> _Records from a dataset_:

++++

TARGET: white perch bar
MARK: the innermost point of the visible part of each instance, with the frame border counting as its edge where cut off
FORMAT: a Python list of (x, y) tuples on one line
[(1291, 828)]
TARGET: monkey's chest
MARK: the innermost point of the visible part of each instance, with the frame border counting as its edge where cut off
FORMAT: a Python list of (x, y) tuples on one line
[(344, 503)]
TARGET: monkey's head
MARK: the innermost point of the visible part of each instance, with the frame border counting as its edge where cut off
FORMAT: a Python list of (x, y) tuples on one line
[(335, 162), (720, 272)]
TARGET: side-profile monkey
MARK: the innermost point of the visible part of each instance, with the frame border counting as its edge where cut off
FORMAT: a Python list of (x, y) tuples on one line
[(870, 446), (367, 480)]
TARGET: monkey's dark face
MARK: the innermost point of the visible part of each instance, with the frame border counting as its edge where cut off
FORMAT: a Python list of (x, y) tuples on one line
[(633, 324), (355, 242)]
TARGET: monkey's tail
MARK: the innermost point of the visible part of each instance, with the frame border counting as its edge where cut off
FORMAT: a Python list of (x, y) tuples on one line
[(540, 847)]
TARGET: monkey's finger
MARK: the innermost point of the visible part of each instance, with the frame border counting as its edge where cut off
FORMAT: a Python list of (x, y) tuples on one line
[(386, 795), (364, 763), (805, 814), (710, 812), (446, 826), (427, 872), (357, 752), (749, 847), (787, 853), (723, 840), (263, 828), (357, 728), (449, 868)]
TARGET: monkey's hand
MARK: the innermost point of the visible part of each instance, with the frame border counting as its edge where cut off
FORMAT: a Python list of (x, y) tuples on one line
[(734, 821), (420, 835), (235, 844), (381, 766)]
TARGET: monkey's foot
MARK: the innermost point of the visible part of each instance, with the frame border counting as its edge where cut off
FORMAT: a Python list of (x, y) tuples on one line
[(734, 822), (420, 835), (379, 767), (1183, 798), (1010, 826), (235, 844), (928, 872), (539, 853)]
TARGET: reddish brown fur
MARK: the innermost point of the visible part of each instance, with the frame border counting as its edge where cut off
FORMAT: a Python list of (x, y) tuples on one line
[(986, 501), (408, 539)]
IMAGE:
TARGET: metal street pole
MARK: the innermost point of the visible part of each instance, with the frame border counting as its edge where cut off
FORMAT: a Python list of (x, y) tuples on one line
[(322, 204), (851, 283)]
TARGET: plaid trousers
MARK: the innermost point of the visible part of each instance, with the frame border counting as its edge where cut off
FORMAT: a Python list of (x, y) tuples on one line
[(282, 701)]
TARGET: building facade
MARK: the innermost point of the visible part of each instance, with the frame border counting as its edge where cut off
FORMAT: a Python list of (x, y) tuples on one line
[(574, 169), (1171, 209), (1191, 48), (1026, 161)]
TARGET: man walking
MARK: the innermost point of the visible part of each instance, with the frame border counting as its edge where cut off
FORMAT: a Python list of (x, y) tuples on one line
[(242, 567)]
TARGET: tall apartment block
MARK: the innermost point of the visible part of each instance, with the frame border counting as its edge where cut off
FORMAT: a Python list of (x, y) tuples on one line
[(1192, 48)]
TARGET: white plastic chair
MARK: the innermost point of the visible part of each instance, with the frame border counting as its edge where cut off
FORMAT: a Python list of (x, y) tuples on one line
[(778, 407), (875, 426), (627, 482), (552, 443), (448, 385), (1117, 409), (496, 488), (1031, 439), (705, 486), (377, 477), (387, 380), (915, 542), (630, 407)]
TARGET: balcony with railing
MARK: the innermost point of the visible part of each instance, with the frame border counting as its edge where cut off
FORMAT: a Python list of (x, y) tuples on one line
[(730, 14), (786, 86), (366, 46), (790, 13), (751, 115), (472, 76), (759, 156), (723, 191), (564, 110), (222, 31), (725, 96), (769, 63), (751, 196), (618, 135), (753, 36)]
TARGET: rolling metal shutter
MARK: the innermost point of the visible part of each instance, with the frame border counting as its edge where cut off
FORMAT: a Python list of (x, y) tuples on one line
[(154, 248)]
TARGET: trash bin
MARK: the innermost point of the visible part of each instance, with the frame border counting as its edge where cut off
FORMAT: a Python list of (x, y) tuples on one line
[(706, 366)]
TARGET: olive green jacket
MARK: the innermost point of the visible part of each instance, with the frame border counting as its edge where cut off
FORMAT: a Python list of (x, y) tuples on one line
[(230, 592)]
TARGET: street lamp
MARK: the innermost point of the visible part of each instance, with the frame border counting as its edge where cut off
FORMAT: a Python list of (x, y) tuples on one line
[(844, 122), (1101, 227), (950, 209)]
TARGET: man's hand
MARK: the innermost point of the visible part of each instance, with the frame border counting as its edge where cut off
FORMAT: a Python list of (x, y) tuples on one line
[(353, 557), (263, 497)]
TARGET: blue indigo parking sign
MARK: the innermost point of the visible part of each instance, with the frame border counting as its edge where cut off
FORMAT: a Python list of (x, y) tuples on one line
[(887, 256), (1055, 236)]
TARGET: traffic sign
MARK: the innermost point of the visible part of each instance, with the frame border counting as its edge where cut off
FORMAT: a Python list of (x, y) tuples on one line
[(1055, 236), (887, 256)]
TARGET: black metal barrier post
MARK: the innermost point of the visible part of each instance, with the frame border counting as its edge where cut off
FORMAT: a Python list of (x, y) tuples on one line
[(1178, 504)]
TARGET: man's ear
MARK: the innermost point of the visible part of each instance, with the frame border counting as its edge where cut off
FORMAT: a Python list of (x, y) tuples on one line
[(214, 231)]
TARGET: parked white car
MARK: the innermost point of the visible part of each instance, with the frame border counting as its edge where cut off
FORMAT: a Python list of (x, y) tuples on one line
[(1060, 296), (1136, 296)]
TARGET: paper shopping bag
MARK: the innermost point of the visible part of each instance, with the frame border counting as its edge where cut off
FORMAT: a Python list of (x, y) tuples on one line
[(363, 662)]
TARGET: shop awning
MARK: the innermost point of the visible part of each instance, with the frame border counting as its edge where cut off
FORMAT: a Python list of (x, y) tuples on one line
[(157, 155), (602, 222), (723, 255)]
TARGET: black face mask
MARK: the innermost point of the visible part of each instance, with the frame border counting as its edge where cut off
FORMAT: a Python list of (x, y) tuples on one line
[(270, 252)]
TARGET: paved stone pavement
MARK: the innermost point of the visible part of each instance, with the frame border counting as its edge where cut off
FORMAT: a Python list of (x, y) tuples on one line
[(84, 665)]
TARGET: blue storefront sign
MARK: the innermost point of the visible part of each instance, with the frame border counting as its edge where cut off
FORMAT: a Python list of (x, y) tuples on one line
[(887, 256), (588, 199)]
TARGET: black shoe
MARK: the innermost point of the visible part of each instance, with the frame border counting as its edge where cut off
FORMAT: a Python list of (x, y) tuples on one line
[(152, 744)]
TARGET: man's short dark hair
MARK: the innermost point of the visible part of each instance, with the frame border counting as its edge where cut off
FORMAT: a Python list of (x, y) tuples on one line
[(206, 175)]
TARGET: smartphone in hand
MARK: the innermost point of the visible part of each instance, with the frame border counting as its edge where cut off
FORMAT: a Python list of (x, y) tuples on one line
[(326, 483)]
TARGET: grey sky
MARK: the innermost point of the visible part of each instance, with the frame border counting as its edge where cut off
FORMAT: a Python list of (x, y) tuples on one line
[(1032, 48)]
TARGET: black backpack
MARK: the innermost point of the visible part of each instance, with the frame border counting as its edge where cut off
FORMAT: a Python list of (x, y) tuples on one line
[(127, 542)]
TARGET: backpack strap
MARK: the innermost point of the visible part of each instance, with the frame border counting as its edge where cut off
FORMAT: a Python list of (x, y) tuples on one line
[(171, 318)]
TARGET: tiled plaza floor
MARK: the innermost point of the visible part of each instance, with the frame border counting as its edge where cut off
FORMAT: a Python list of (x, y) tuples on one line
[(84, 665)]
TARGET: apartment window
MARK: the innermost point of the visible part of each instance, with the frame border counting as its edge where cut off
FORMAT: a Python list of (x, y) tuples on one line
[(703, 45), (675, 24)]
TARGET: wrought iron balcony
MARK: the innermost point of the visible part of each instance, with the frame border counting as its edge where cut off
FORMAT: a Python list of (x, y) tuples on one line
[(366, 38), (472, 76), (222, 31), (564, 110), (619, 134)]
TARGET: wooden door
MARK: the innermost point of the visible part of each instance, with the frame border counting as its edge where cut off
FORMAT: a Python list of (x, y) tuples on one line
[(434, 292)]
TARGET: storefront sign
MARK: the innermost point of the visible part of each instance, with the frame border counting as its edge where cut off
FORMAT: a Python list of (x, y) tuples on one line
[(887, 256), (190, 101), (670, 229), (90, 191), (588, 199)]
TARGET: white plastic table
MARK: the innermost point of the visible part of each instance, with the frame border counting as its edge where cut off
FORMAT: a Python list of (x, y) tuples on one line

++++

> _WHAT THE TASK REQUIRES_: All lines from the line containing "TARGET: wrought iron balcony" through the last line of the data are to be repeated exactly; no other line belongs in the answer.

> _EXERCISE RESPONSE_:
TARGET: wrought iron balcony
MARK: the innermost point of the visible part of each instance, with the frame border counting as its edge where cut off
FORMAT: a Python list of (x, y) tuples on one line
[(366, 38), (472, 76), (222, 31), (564, 110), (619, 134)]
TARGET: wooden door
MARK: the innermost point of the visible part of each instance, with the frame border counting as its edge where cut off
FORMAT: a Python list of (x, y) tuples on one line
[(434, 292)]
TARGET: storefront sign
MARK: the innermost point of the visible part of each instance, with the frame border counting as its edge where cut off
FORMAT: a Python list of (x, y) tuples on one line
[(887, 256), (190, 101), (670, 229), (90, 191), (588, 199)]
TARGET: white plastic table
MARK: the innermost point of the visible part of each instance, with the frame border counting as its edge where cut off
FORMAT: a Python list of (x, y) tuples on one line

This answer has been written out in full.